**Exercise goal:** Lay out the lines of the listing below as a JSON list of strings, one string per line and no blank lines. Begin at the line that contains "pole in the photo above." and stop after the last line of the listing.

• • • • • • •

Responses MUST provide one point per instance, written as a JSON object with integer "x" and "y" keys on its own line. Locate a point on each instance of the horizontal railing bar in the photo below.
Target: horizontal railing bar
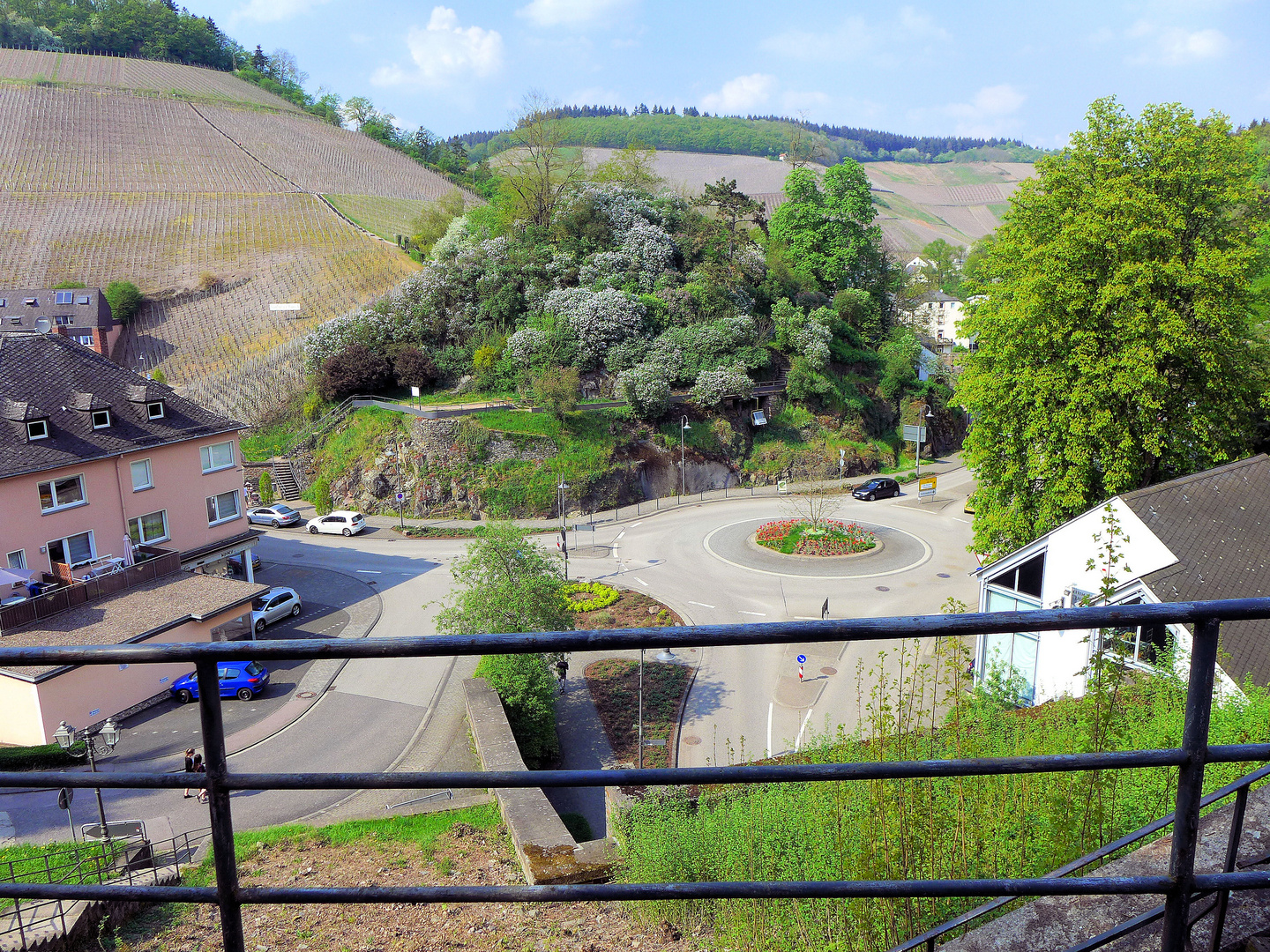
{"x": 690, "y": 636}
{"x": 644, "y": 891}
{"x": 1102, "y": 852}
{"x": 648, "y": 777}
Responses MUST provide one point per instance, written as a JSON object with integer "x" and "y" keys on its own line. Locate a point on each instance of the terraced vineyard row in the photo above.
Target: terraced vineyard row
{"x": 54, "y": 140}
{"x": 324, "y": 159}
{"x": 140, "y": 75}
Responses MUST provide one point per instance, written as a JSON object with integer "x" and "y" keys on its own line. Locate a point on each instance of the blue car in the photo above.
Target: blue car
{"x": 240, "y": 680}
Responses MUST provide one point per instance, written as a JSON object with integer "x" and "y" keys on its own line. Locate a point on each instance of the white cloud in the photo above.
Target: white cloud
{"x": 272, "y": 11}
{"x": 444, "y": 52}
{"x": 987, "y": 113}
{"x": 742, "y": 94}
{"x": 569, "y": 13}
{"x": 1175, "y": 46}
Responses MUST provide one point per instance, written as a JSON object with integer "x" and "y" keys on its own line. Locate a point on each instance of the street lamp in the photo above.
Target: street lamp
{"x": 921, "y": 424}
{"x": 108, "y": 735}
{"x": 684, "y": 471}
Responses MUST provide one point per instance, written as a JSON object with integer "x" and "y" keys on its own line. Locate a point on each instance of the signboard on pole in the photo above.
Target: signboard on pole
{"x": 915, "y": 435}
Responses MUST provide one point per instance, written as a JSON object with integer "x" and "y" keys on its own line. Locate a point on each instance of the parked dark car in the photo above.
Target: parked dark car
{"x": 877, "y": 489}
{"x": 240, "y": 680}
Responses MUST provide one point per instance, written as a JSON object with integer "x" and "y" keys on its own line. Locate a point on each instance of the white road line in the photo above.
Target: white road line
{"x": 770, "y": 704}
{"x": 798, "y": 740}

• • • • • • •

**The result:**
[
  "Responses MUST provide one point per instance, written as a JSON object with integer \"x\" and \"y\" keys on its own line. Locate a point on each instance of the signboard on pole in the photo above.",
  "Target: signboard on pole",
  "{\"x\": 915, \"y\": 435}",
  "Responses MUST provide one point per instance, written as a JSON object with integer \"x\" and \"y\" keys on its own line. Locate a point on each instance of the parked dark car in the photo above.",
  "Target: parked dark car",
  "{\"x\": 877, \"y\": 489}",
  "{\"x\": 240, \"y\": 680}",
  "Responses MUST provide one point per instance, written as a JSON object with integer \"x\" and \"y\" keys on its own line. Locate a point on each instance of the white road line in the photo above.",
  "Target: white road line",
  "{\"x\": 770, \"y\": 704}",
  "{\"x\": 798, \"y\": 740}"
]